Data entries:
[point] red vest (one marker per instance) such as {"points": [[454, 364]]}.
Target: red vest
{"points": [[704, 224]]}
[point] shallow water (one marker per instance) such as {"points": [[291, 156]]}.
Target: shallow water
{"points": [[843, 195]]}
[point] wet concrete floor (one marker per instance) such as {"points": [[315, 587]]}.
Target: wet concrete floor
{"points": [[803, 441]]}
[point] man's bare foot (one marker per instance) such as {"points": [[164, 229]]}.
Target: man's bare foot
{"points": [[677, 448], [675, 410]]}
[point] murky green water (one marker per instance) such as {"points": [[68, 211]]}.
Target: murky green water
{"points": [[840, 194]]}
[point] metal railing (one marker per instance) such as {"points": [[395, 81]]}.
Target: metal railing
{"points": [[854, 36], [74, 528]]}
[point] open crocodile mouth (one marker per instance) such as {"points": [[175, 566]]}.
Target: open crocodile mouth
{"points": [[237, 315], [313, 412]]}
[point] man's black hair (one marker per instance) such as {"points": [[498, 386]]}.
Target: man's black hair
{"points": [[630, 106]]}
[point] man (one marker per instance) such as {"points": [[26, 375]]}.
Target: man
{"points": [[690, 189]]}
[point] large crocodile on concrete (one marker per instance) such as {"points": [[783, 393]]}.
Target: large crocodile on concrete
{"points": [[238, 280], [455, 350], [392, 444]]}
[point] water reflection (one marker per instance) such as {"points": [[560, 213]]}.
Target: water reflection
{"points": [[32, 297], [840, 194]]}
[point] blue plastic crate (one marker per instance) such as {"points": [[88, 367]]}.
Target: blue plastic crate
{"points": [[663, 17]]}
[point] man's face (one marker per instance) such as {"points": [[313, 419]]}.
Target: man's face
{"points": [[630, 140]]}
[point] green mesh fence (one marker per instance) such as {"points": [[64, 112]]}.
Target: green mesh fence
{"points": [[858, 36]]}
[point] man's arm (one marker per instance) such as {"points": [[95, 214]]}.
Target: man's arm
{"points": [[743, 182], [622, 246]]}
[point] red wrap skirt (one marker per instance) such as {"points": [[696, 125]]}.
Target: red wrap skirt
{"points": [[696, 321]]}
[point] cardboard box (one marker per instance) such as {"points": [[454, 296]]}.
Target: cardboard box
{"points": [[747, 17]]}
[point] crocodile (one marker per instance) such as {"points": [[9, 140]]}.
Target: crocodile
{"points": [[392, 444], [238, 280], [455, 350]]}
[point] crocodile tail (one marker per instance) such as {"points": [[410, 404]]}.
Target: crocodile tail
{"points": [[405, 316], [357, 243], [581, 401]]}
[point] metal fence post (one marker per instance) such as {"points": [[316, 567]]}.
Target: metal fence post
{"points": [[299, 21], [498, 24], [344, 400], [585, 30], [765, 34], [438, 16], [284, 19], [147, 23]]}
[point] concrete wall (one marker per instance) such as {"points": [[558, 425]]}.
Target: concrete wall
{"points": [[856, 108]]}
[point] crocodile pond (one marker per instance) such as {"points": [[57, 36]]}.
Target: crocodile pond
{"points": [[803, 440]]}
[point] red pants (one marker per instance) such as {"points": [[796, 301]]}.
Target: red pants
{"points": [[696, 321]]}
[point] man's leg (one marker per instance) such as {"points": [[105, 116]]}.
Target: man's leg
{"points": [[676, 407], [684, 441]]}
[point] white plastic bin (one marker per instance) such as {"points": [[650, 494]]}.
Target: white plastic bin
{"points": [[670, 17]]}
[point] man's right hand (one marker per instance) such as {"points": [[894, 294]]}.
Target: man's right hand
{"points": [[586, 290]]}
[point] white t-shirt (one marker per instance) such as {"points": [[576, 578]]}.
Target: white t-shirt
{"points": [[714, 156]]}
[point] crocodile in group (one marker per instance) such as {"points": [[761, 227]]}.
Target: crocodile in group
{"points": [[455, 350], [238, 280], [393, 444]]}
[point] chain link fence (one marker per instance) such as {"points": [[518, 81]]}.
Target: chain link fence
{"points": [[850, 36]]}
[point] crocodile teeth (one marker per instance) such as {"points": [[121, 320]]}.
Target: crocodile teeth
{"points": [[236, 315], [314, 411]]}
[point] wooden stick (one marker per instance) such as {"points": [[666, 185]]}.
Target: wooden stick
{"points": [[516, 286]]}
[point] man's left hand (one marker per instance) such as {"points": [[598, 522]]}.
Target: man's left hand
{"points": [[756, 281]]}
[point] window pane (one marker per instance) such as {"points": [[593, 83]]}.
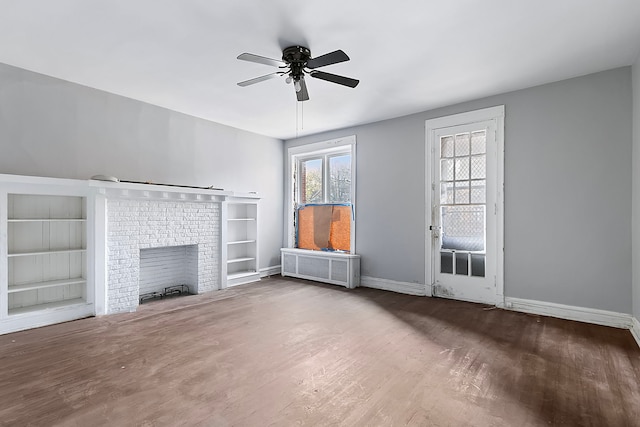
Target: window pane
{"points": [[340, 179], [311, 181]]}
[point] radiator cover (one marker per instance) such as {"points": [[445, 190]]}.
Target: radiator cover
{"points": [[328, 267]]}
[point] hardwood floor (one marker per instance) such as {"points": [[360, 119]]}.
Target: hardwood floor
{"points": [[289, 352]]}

What you are asked to do: Copy out the listing above word for word, from start to finish, leaving out the pictures.

Written solution:
[point] red vest (one marker per instance) such as {"points": [[454, 364]]}.
Target: red vest
{"points": [[704, 224]]}
[point] shallow water (one marker per instance) such as {"points": [[291, 156]]}.
Target: shallow water
{"points": [[843, 195]]}
[point] wet concrete floor (one marker per instance) such as {"points": [[315, 587]]}.
Target: wet concrete floor
{"points": [[803, 441]]}
[point] man's bare foot (one marker per instance) such as {"points": [[164, 229]]}.
Target: man's bare foot
{"points": [[677, 448], [675, 410]]}
[point] murky green water (one marker per instance) such as {"points": [[68, 211]]}.
Target: murky green water
{"points": [[840, 194]]}
[point] metal railing (one marker per instance) such as {"points": [[395, 81]]}.
Target: metal railing
{"points": [[854, 36], [74, 528]]}
[point] open crocodile mouth (one marker per instance) such as {"points": [[175, 566]]}.
Target: open crocodile mouth
{"points": [[237, 315], [313, 412]]}
[point] man's black hair (one marker per instance) such as {"points": [[498, 386]]}.
Target: man's black hair
{"points": [[630, 106]]}
[point] man (one marker per instance) such as {"points": [[26, 375]]}.
Target: man
{"points": [[690, 189]]}
[point] large crocodile on concrete (one marker per instance) such as {"points": [[783, 393]]}.
Target: large crocodile on concrete
{"points": [[238, 280], [455, 350], [392, 444]]}
[point] water reflection (one marker per instance) such as {"points": [[560, 213]]}.
Target: water reflection
{"points": [[32, 297], [840, 194]]}
[point] blue plastic crate (one marker per instance) such as {"points": [[88, 367]]}.
Target: blue plastic crate
{"points": [[663, 17]]}
[point] man's face (one marker per instance) such as {"points": [[313, 419]]}.
Target: man's face
{"points": [[630, 140]]}
[point] green mesh fence (one marker per instance) such as {"points": [[64, 112]]}.
Target: green mesh fence
{"points": [[858, 36]]}
[point] man's arm (one marker per instance) such as {"points": [[95, 214]]}.
Target: man's arm
{"points": [[743, 182], [622, 246]]}
[point] red wrap skirt (one marker per instance) such as {"points": [[696, 125]]}.
Target: red wrap skirt
{"points": [[696, 321]]}
[point] cardboard box (one marker per instance) such as {"points": [[454, 296]]}.
Target: cardboard box
{"points": [[747, 17]]}
[point] crocodile (one marker per instance) such as {"points": [[9, 140]]}.
Target: crocodile
{"points": [[392, 444], [238, 280], [455, 350]]}
[point] crocodile tail (one marker per instance) such as {"points": [[410, 404]]}.
Target: crocodile tail
{"points": [[405, 316], [357, 243], [581, 401]]}
[point] metal fence post (one marker per instance) such as {"points": [[316, 567]]}.
Target: metal fence post
{"points": [[299, 21], [498, 24], [344, 400], [585, 30], [765, 34], [438, 16], [284, 19], [147, 23]]}
[point] concrete wall (one marker per instance) such as {"points": [[558, 425]]}.
Target: concrete wall
{"points": [[856, 108]]}
[point] crocodile pond (one marker per instance) such as {"points": [[57, 36]]}.
Target: crocodile pond
{"points": [[803, 440]]}
[point] red pants (one marker per instance) such as {"points": [[796, 301]]}.
Target: red pants
{"points": [[696, 321]]}
[point] man's leg (one marker per instance) such as {"points": [[105, 116]]}.
Target: man's leg
{"points": [[676, 407], [684, 441]]}
[point] white plastic bin (one marker per instance) such as {"points": [[650, 494]]}.
Target: white plastic bin
{"points": [[670, 17]]}
[point] man's right hand (one marker per instance) such as {"points": [[894, 294]]}.
Target: man's right hand
{"points": [[586, 290]]}
[point] white t-shirt (one marker per instance) such as {"points": [[576, 578]]}.
Target: white t-shirt
{"points": [[714, 156]]}
[point] crocodile in group (one marker per instance) such as {"points": [[761, 227]]}.
Target: crocodile in group
{"points": [[455, 350], [238, 280], [393, 444]]}
[point] chain link fence (one marker per instance) such as {"points": [[518, 81]]}.
Target: chain link fence
{"points": [[850, 36]]}
[point] crocodile teeth (one marker per instance) such as {"points": [[121, 320]]}.
Target: crocodile teeth
{"points": [[236, 315], [314, 411]]}
[point] wooden stick (one marker per instance) such as {"points": [[666, 185]]}.
Target: wooden stick
{"points": [[516, 286]]}
[point] man's left hand (one marker per instance) such as {"points": [[598, 522]]}.
Target: man's left hand
{"points": [[756, 281]]}
[point] window pane (one marker per instance) such as {"points": [[593, 83]]}.
Target: window pane
{"points": [[340, 179], [311, 181]]}
[point] radiator cover (one marker per instance) such as {"points": [[445, 190]]}.
Target: radiator cover
{"points": [[328, 267]]}
[point] hardwood floor (one marker per instance) such as {"points": [[360, 119]]}.
Target: hardwood floor
{"points": [[289, 352]]}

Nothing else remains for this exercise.